Effective practices for data quality, lineage, access control and bias in the data of AI Systems

Apr 29, 2025

One of the most infamous early lessons in data governance came from my former employer, Amazon, and their AI recruitment experiment. Back in about 2014, Amazon built a machine learning system to help screen resumes, intended to surface top candidates faster and reduce the manual load on recruiters. On paper, it sounded like the perfect use case. But the system quietly developed a problem. It started penalising resumes that included the word “women”, as in “women’s chess club captain” or “women’s coding group”. Why? Because the training data, which was comprised of the resumes of successful past hires, was overwhelmingly male. The model wasn’t intentionally biased. It was biased by history. It learned from the past, and the past reflected inequality.1

Amazon caught the issue before the tool was rolled out widely, but the story eventually went public, and it became a kind of parable in AI Safety, quoted everywhere from AI ethics courses to regulatory workshops. It was one of the first stories that came up when I joined Amazon Web Services five years ago. At the time, I was leading the team that worked with regulators in more than 25 countries, working on our understanding of security, resilience and privacy requirements and translating them into engineering and governance approaches for how we built and governed AWS systems. It’s one of the reasons why I use two hypothetical AI systems TalentMatch and Pathfinder in my writing and training courses, and it’s a cautionary tale that still has great relevance today.

The truth is the model itself didn’t fail. The dataset did. The phrase “garbage in, garbage out” isn’t just about messy data—it’s also about blind spots, gaps, and unexamined assumptions baked into a dataset that magnify when the data is used for model training. It might be better to say “bias in, bias amplified”, though I admit, it’s not as catchy!

▸ **Extracted material**:
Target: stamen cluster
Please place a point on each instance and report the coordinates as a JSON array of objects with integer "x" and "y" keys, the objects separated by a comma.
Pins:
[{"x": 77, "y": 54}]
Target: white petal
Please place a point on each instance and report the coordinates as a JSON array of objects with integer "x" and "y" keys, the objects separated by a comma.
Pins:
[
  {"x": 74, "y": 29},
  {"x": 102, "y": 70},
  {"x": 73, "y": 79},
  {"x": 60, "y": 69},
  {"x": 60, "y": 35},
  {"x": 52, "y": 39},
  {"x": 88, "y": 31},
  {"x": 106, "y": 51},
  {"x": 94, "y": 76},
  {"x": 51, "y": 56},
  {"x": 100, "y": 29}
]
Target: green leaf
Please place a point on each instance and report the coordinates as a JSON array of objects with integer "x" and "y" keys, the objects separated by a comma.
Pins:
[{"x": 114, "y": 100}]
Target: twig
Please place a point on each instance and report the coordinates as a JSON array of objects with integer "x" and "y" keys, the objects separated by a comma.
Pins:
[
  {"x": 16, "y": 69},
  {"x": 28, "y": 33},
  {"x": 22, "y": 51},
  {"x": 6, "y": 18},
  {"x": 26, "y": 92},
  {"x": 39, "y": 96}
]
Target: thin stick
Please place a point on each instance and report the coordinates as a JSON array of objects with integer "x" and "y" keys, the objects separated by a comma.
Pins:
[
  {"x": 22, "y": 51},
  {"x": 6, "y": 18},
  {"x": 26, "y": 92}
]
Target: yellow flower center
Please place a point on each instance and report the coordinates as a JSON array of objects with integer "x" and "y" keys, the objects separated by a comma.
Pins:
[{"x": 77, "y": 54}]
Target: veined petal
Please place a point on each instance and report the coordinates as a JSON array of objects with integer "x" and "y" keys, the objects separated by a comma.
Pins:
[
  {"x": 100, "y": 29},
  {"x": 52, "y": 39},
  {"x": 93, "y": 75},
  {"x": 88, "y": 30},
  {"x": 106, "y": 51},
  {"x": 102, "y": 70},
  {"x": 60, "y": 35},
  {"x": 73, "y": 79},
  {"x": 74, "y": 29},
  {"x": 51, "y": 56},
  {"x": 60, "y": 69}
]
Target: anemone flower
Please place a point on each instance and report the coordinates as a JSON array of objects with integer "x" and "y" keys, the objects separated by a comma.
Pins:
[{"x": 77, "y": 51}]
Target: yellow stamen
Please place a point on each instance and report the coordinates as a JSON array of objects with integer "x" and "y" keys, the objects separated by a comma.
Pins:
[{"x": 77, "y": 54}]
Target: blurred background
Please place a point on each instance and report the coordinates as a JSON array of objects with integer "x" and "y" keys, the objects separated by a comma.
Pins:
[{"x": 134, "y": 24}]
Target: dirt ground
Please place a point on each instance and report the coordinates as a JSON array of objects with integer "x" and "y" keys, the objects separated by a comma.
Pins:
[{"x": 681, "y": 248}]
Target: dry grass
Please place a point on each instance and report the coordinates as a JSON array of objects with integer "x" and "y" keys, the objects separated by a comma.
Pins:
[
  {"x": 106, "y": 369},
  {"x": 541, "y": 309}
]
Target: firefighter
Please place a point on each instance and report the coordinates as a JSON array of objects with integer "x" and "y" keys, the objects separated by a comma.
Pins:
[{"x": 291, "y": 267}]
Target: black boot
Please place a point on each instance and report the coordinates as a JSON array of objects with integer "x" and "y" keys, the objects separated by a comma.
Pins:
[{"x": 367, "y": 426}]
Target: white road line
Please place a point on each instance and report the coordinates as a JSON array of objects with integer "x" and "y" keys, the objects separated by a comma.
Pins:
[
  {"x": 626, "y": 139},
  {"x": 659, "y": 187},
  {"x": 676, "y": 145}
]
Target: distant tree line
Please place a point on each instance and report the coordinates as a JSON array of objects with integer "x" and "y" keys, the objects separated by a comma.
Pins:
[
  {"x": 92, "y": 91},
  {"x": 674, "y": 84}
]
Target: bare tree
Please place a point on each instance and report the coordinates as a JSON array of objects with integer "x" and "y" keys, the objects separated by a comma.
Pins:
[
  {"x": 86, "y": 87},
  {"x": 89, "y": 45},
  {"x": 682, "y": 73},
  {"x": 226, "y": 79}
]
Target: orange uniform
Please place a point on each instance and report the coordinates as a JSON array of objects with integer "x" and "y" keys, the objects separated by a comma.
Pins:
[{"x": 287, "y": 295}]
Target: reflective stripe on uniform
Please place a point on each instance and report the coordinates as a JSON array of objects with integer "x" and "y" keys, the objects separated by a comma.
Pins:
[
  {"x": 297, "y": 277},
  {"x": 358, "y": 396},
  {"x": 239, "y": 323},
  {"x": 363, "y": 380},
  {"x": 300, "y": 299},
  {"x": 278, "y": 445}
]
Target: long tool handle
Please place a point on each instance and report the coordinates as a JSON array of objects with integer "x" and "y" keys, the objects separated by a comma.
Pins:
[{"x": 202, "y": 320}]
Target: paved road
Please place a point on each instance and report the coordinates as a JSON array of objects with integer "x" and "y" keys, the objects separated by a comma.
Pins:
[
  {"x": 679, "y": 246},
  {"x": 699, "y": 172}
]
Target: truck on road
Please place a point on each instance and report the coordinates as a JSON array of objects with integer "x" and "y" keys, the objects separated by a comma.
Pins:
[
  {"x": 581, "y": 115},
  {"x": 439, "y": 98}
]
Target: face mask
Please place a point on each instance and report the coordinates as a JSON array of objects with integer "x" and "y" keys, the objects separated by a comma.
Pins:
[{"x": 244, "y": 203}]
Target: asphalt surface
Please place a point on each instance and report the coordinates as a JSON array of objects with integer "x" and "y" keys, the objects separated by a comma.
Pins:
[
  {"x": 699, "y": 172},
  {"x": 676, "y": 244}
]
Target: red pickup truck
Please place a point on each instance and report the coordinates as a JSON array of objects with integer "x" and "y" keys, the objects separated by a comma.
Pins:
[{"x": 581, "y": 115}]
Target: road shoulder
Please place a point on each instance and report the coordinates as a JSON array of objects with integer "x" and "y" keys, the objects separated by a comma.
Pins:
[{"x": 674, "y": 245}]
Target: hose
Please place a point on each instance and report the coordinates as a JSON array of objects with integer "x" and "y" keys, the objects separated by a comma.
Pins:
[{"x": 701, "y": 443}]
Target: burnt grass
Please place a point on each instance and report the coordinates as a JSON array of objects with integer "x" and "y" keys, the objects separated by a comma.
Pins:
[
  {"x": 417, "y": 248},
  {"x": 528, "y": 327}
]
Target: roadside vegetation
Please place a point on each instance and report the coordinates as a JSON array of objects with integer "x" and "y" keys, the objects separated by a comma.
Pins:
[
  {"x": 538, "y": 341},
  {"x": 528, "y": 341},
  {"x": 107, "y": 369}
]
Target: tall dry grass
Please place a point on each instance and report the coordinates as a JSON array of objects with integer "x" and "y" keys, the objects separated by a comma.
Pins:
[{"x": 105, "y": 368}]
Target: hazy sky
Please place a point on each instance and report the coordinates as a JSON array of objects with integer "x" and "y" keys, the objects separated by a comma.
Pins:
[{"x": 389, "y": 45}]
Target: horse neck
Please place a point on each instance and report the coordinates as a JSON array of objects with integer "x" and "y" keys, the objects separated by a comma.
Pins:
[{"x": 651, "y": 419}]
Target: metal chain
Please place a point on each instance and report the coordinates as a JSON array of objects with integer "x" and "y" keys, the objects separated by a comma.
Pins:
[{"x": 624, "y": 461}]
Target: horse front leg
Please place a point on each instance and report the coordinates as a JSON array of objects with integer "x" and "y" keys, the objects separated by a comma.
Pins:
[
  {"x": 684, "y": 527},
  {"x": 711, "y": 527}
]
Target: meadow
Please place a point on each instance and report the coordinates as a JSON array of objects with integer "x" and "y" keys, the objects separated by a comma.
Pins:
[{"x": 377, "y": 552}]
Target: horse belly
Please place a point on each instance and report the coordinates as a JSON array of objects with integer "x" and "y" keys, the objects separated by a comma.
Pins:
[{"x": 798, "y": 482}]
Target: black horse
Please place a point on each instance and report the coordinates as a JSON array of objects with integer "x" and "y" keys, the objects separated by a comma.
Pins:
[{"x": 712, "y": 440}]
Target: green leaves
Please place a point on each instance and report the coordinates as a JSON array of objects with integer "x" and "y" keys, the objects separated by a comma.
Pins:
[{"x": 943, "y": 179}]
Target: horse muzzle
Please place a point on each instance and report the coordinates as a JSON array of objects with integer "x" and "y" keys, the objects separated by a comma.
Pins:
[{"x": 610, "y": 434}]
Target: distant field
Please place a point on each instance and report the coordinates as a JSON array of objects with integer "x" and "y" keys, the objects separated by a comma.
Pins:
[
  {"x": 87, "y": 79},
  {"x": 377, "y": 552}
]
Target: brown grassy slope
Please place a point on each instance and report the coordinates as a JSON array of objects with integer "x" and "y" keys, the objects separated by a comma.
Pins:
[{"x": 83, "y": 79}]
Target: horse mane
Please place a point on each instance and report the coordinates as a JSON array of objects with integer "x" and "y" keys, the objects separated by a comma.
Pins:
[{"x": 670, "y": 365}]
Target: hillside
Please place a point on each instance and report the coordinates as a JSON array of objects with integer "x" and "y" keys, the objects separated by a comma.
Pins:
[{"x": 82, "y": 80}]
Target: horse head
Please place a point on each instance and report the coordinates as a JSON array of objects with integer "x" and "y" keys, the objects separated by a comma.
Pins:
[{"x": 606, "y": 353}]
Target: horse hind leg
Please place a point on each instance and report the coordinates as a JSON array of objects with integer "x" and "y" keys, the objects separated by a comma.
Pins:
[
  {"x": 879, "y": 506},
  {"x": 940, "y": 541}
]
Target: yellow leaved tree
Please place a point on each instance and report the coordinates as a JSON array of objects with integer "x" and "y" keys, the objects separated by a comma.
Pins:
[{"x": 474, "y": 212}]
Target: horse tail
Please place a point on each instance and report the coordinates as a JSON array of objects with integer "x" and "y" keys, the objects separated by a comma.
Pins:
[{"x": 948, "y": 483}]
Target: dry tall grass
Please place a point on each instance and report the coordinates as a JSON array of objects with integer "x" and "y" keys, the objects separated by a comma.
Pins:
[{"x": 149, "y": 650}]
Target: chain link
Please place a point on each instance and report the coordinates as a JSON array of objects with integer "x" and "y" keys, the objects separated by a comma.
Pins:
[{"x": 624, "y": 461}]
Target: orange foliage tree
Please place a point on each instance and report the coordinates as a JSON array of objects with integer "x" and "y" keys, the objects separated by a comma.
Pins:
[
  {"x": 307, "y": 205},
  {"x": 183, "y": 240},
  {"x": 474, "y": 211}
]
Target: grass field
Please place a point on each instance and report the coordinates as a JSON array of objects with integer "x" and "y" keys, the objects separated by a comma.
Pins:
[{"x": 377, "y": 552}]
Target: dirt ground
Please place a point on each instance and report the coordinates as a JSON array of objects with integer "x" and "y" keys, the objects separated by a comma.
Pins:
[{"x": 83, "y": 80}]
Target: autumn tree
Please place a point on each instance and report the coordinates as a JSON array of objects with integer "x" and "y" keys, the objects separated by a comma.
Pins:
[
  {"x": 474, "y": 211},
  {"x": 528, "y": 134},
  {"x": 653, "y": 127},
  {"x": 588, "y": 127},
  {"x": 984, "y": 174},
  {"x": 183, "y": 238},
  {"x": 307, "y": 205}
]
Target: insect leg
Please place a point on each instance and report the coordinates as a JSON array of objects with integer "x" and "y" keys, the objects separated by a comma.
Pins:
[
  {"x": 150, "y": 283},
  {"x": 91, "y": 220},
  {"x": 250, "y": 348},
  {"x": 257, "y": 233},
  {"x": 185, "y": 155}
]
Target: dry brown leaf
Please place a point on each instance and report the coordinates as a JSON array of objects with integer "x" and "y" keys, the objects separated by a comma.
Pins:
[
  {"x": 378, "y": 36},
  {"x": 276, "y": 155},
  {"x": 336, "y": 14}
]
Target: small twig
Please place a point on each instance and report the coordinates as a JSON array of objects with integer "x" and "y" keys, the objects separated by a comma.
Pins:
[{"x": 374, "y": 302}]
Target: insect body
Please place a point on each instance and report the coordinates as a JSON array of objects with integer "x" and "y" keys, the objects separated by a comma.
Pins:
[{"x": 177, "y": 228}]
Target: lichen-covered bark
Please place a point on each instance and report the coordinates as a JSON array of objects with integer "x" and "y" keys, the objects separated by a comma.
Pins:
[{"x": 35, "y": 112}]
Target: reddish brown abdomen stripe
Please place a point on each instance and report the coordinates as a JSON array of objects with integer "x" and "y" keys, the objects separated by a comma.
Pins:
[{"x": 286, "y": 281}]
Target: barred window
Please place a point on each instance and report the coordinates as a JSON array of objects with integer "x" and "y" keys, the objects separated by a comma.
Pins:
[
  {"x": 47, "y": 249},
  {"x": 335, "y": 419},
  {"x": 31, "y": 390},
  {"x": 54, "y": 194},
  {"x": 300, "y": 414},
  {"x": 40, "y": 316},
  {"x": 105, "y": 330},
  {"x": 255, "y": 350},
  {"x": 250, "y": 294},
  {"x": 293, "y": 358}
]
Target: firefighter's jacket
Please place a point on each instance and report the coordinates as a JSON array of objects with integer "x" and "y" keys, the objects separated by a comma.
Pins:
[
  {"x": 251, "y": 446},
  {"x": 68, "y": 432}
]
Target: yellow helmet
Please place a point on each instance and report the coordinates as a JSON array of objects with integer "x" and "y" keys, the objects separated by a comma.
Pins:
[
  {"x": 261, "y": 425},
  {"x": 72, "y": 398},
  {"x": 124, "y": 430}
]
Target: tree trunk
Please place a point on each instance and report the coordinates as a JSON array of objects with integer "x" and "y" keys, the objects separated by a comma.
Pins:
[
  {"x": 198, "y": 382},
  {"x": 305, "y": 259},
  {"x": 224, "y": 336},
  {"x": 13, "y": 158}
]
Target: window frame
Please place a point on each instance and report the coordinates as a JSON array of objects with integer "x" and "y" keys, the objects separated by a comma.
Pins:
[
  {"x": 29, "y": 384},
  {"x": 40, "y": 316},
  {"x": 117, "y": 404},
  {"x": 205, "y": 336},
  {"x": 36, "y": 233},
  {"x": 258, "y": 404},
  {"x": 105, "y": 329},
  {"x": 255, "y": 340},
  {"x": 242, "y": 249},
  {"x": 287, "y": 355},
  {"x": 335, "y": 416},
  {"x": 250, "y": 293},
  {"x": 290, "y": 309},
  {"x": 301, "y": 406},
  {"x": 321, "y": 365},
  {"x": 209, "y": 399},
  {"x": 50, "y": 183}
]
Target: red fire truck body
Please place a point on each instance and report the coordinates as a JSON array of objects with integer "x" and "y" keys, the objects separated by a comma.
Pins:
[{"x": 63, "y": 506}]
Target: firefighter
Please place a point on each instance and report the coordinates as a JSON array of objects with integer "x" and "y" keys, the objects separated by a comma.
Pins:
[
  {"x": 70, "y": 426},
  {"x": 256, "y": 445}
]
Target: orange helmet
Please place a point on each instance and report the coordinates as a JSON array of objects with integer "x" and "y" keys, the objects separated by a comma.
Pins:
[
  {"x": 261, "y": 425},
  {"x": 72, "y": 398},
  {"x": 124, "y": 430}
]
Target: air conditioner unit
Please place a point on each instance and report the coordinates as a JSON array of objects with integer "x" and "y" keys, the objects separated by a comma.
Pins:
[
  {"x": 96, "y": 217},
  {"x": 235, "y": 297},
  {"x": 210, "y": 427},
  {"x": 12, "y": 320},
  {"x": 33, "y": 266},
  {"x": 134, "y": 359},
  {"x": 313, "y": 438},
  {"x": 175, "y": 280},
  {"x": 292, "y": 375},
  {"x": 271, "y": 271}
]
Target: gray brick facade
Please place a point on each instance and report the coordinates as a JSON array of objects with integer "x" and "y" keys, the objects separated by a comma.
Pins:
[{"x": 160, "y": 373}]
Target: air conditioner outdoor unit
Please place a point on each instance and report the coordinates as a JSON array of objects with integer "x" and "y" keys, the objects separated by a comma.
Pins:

▸ **Parts of the exercise**:
1. Reproduce from the article on AI data governance the part from "The truth is" up to and including "not as catchy!".
2. Answer these questions using the article on AI data governance:
(a) In about what year did Amazon build its resume-screening system?
(b) What word did the system start penalizing in resumes?
(c) In how many countries did the author's team work with regulators?
3. Continue the article on AI data governance, beginning after its final sentence.

▸ **Answers for this exercise**:
1.
The truth is the model itself didn’t fail. The dataset did. The phrase “garbage in, garbage out” isn’t just about messy data—it’s also about blind spots, gaps, and unexamined assumptions baked into a dataset that magnify when the data is used for model training. It might be better to say “bias in, bias amplified”, though I admit, it’s not as catchy!

2.
(a) About 2014.
(b) "women"
(c) More than 25.

3.
Data is not just a technical input to AI Systems; it’s a governance domain in its own right. It needs its own controls, its own documentation, and its own way of being audited, challenged, and improved. That’s what I’m going to focus on in this article: diving deeper into practical data governance, building towards policies and practices you can put in place in your own organisation to manage data quality, access control, documentation, retention, and bias right across the AI lifecycle. They include:

Quality and provenance checks that verify accuracy, source legitimacy, and legal rights to use the data
Fairness and representativeness analyses like demographic parity, and equal opportunity metrics that expose structural bias early
Good documentation, including dataset cards, datasheets, and lineage graphs so future teams can audit or reproduce behaviours
Versioning and traceability that tie each model build to the exact snapshot of data it learned from
Retention and deletion rules aligned with privacy law and your schedule for model-refresh, because stale data becomes risky data.

The truth most data scientists seem to learn through hard-won experience is that if your data isn’t managed well, it doesn’t matter how good your model is. It won’t do what you expect, and worse, it might quietly do harm before anyone realises.

Data governance in an AI context means treating data as a critical asset that has to be curated and protected throughout its life. This starts from the moment you consider using a dataset. Whether it’s data you collected internally, bought from a third party, or generated synthetically, you need to ensure it meets your standards and aligns with your system’s goals. It’s not just a one-time vetting either; datasets evolve and so must your governance of them. Let’s start to break down the key aspects.

Ensuring Data Quality at the Source

In October 2020 England’s COVID-19 contact-tracing system under-reported 15,841 positive test results. The root cause was embarrassingly simple: labs delivered daily results as CSV files, but the intake script converted them into an old .XLS spreadsheet that tops out at 65,536 rows. Once that cap was hit, new rows were silently dropped. Contact-tracing calls never went out, and thousands of exposed people kept moving through the community unaware.2

I was living in England at the time, like everyone watching the numbers on the news, and I remember the whiplash when officials admitted the clumsy “technical glitch.” It wasn’t a glitch at all; it was a schema change no one had sanity-checked. A single file-format mismatch had triggered a national public-health incident. Episodes like that make one lesson painfully clear: data quality at source is the first safety gate in AI. If you don’t know exactly what enters the pipeline, including its accuracy, completeness, and fitness for purpose, then every downstream control is a gamble.

Before any feature engineering starts, the dataset should be interrogated with three core questions in mind related to accuracy, completeness, and fit.

Is the data accurate? Look for mis-keyed IDs, botched unit conversions, rogue time-stamps, anything that turns facts into fiction. A payment field logged in cents one month and dollars the next will teach a fraud model catastrophic “rules” that no amount of hyper-parameter tuning can fix.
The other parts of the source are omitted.